• _TASK REQUIREMENTS_:
Report how many of the lines below contain the string "lowboy", treating uppercase and lowercase as distinct, and give only that number.

• _SUPPLIED MATERIAL_:
— begin —

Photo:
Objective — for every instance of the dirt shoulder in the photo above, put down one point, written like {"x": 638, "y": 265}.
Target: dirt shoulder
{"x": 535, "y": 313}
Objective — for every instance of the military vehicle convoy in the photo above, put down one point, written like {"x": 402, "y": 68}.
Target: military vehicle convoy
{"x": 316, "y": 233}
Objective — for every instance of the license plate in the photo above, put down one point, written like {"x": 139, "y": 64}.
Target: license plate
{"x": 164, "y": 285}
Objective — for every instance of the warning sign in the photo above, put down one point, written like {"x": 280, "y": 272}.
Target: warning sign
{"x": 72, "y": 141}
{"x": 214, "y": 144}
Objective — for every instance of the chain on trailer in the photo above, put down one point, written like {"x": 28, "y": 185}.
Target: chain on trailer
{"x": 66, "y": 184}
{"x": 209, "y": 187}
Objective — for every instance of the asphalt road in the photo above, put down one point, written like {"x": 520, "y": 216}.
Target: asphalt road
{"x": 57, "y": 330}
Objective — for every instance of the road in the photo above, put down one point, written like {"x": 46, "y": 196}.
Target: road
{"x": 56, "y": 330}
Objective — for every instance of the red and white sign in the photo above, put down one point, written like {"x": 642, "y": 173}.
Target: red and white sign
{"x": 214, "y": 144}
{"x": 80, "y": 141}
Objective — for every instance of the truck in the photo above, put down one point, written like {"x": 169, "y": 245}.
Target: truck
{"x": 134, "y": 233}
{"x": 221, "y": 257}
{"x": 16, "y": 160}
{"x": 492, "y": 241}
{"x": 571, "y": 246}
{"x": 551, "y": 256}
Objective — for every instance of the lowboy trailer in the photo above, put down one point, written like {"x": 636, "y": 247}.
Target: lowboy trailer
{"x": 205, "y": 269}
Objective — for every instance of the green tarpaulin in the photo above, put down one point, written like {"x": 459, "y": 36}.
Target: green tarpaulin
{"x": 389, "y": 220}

— end —
— begin —

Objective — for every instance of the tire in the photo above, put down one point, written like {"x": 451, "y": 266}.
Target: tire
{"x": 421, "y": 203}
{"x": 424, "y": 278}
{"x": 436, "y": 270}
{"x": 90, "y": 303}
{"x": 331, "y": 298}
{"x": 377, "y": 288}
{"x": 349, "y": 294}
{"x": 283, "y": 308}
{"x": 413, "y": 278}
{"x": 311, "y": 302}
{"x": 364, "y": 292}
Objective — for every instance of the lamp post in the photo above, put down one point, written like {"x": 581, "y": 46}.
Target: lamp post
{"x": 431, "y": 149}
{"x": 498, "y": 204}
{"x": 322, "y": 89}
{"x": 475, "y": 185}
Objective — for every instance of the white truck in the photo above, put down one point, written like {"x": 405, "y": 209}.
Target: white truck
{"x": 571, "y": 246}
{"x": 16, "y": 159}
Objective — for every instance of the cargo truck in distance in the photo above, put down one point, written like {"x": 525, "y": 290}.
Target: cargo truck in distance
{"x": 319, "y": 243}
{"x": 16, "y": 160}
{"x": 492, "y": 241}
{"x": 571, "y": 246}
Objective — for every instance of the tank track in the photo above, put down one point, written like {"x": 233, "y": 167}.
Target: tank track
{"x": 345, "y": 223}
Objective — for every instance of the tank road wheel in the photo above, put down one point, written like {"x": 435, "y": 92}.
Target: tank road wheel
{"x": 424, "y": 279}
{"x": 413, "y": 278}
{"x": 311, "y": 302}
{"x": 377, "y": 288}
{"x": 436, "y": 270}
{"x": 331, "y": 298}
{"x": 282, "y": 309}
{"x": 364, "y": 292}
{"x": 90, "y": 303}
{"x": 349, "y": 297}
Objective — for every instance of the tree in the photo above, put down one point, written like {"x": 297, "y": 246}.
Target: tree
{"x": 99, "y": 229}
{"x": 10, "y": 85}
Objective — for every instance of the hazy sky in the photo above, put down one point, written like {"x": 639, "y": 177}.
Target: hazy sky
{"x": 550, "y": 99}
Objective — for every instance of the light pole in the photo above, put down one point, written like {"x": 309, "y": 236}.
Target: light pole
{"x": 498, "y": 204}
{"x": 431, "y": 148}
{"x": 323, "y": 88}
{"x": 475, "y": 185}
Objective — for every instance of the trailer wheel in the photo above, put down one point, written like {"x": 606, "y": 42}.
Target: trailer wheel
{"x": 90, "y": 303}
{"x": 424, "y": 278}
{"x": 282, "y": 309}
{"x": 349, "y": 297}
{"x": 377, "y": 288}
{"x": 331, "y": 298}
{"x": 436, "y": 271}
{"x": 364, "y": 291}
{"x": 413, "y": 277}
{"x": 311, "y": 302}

— end —
— begin —

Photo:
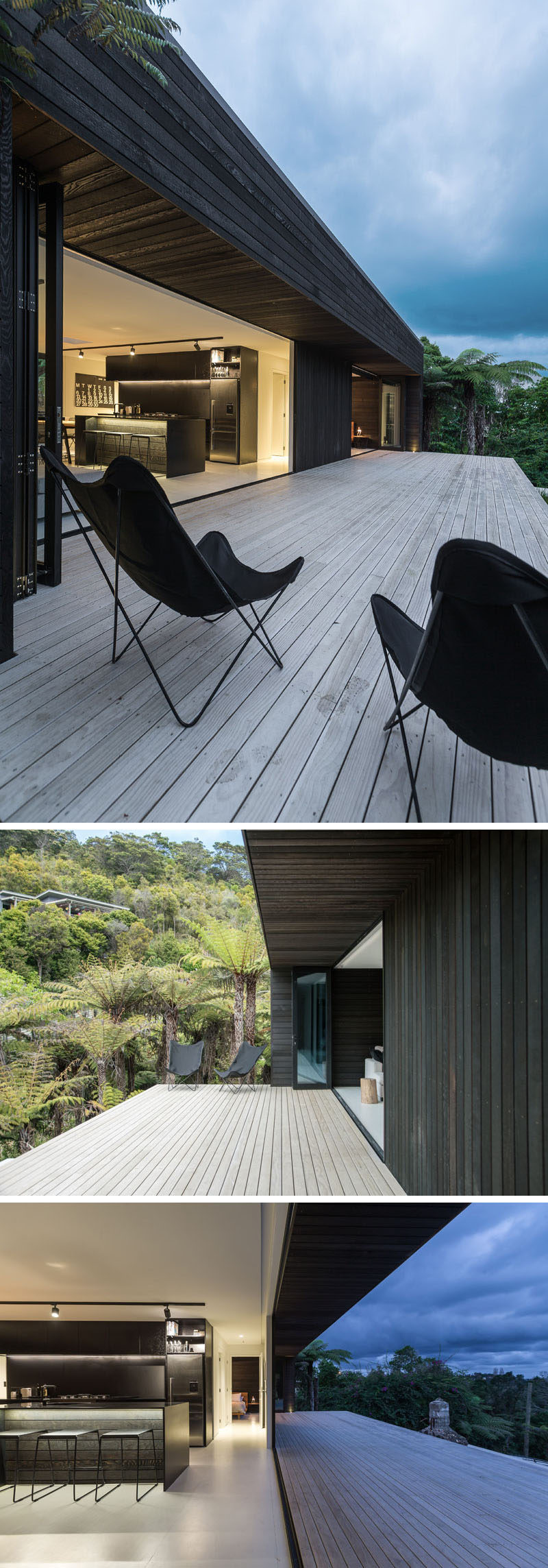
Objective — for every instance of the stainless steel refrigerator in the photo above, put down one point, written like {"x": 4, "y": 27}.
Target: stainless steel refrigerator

— end —

• _COMPLETE ANSWER_:
2